::: PROVIDED PASSAGE

# Big blues blew up delaware today !!!!



## Pomatomus salta (May 3, 2016)

3r'S ...Fishing pier , inlet....they have arrived !!!!


----------



## kurazy kracka (Oct 14, 2008)

Ugh......shit is so burned already this season.


----------



## Pomatomus salta (May 3, 2016)

kurazy kracka said:


> Ugh......shit is so burned already this season.


It's bluefish we're talking here ,dude....not stripers or drum...no secrets .they're in the same 'ol spots as the last couple years...Relax and go catch some...it'll do ya good...


----------



## Jason Mason (May 19, 2015)

Lmao


----------



## kurazy kracka (Oct 14, 2008)

Pomatomus salta said:


> It's bluefish we're talking here ,dude....not stripers or drum...no secrets .they're in the same 'ol spots as the last couple years...Relax and go catch some...it'll do ya good...


Yea but last year people didn't get on them for weeks because there were no reports posted. Now it's everywhere n you're gonna have to deal with all the report chasing googans


----------



## Pomatomus salta (May 3, 2016)

Just a heads up kracka : I wouldnt wade in and fish right next to the pier and fish like you did last spring...this yr the pier is open and there will be alot of crazy MOFO'S winging lures over the top of your head from above on the pier...saw the beginnings of that on my last catch there 6/6/16...it'll only be worse this yr....

::::::

Rewrite the bluefish thread starting with "Yea but last" and going on through "worse this yr....", swapping in "rookies" wherever "googans" appears. The items that follow the bluefish thread aren't needed for anything here.

::: DATA PROVIDED

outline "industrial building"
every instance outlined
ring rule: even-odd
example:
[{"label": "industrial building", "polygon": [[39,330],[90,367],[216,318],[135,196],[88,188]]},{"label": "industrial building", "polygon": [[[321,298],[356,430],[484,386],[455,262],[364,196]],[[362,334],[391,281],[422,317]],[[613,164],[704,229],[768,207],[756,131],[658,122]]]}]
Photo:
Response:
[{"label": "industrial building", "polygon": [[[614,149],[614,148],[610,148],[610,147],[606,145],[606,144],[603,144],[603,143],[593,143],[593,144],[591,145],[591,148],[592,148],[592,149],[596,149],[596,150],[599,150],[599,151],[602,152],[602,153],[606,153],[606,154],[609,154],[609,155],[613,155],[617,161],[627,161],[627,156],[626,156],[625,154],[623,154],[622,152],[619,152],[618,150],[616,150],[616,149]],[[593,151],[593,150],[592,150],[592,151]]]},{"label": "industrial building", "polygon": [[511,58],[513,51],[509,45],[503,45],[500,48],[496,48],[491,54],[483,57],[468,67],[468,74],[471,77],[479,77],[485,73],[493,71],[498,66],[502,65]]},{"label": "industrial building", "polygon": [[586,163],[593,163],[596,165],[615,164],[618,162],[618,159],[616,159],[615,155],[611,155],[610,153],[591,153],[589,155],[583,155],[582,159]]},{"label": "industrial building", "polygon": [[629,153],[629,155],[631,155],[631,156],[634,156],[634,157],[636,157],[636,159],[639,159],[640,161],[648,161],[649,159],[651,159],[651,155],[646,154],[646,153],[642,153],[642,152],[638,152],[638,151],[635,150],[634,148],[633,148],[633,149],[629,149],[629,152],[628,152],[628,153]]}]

::::::

FULL ANSWER:
Yea but last year people didn't get on them for weeks because there were no reports posted. Now it's everywhere n you're gonna have to deal with all the report chasing rookies


----------



## Pomatomus salta (May 3, 2016)

Just a heads up kracka : I wouldnt wade in and fish right next to the pier and fish like you did last spring...this yr the pier is open and there will be alot of crazy MOFO'S winging lures over the top of your head from above on the pier...saw the beginnings of that on my last catch there 6/6/16...it'll only be worse this yr....